EXERCISE OBJECTIVE — In the excerpt on COVID-19 deaths in long-term care, rewrite everything from "Of the province’s" down to "they are infected.", changing "demographic" to "population group".

DOCUMENT EXCERPT —
◇ ◇ ◇ ◇ ◇ ◇ ◇
About 80 per cent of Canada’s first wave COVID-19 deaths are linked to outbreaks in long-term care settings. It’s the highest percentage among 16 comparable countries, according to a study Stranges and two Western colleagues cite in an article published in the American Journal of Public Health, which explores how lessons from the 2003 SARS pandemic inform Canada’s response to COVID-19.
“Canada’s learned a great deal from SARS in terms of public health infrastructure,” he said. “But because SARS did not really hit long-term care facilities . . . I think COVID-19 has really revealed the vulnerabilities within those settings, which have been historically underfunded . . . not just in Canada, but I would say in many Western countries.”
As of Monday, there were 160 active outbreaks in the province’s long-term care and retirement homes, where 989 have been reported since the onset of the pandemic, Public Health Ontario says.
Of the province’s 3,505 COVID-19 deaths, including 19 Monday, 3,350 were people over the age of 60, a demographic experts warn is at higher risk of severe consequences of the virus if they are infected.
That isn’t likely to change during the second wave, Stranges said, which begs the question whether officials should have provided more protection to long-term care facilities prior to the current surge in cases.
“The same happened in Europe,” he said. “People wonder, should governments have made major improvements between the first and the second wave? Realistically, you can’t really change things dramatically in a manner of a few months, and that’s the sad reality.”
◇ ◇ ◇ ◇ ◇ ◇ ◇
INFORMATION PROVIDED —
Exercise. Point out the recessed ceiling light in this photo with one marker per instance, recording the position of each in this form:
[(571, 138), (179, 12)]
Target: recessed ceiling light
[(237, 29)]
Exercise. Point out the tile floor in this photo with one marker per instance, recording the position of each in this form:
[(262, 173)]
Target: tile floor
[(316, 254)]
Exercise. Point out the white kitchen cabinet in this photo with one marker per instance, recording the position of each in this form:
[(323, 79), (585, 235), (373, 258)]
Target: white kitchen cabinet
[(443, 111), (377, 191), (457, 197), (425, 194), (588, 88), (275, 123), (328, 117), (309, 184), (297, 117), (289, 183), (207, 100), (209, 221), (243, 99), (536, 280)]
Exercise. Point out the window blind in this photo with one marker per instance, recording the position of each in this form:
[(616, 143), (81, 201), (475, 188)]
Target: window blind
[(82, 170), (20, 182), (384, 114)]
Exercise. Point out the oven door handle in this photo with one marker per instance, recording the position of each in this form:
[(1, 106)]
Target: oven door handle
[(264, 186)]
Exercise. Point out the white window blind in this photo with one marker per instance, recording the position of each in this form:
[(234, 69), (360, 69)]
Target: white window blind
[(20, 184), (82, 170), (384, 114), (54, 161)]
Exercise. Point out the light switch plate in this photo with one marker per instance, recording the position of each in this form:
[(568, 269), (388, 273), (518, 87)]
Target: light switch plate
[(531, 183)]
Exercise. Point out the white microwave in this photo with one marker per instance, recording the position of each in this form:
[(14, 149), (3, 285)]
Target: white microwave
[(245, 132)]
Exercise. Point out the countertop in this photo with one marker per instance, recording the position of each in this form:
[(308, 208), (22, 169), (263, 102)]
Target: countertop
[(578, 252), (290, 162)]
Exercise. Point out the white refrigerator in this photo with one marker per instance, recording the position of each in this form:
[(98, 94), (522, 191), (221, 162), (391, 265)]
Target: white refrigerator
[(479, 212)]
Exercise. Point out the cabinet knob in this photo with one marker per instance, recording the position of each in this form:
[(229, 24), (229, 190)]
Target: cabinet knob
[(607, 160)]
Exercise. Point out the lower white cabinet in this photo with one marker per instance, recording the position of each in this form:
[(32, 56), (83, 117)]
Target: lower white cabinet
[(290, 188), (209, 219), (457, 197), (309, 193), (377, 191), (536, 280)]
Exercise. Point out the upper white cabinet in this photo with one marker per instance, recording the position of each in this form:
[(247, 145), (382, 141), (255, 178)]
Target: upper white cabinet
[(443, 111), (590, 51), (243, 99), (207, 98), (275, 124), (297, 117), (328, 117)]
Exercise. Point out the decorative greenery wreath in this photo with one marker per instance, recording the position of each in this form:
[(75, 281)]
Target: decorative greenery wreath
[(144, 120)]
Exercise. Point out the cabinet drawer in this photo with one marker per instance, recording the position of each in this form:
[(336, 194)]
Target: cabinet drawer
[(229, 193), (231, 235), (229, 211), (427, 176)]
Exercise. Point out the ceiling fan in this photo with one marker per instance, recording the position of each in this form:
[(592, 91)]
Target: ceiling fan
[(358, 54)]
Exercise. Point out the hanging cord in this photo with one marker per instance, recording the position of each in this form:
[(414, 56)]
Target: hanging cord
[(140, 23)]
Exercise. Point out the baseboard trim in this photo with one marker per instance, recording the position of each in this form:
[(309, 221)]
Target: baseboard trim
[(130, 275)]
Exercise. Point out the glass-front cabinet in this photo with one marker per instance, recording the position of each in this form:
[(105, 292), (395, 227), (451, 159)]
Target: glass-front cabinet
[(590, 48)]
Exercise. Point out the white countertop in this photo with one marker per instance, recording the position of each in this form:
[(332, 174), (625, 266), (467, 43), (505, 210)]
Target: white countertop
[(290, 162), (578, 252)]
◇ ◇ ◇ ◇ ◇ ◇ ◇
TASK RESPONSE —
Of the province’s 3,505 COVID-19 deaths, including 19 Monday, 3,350 were people over the age of 60, a population group experts warn is at higher risk of severe consequences of the virus if they are infected.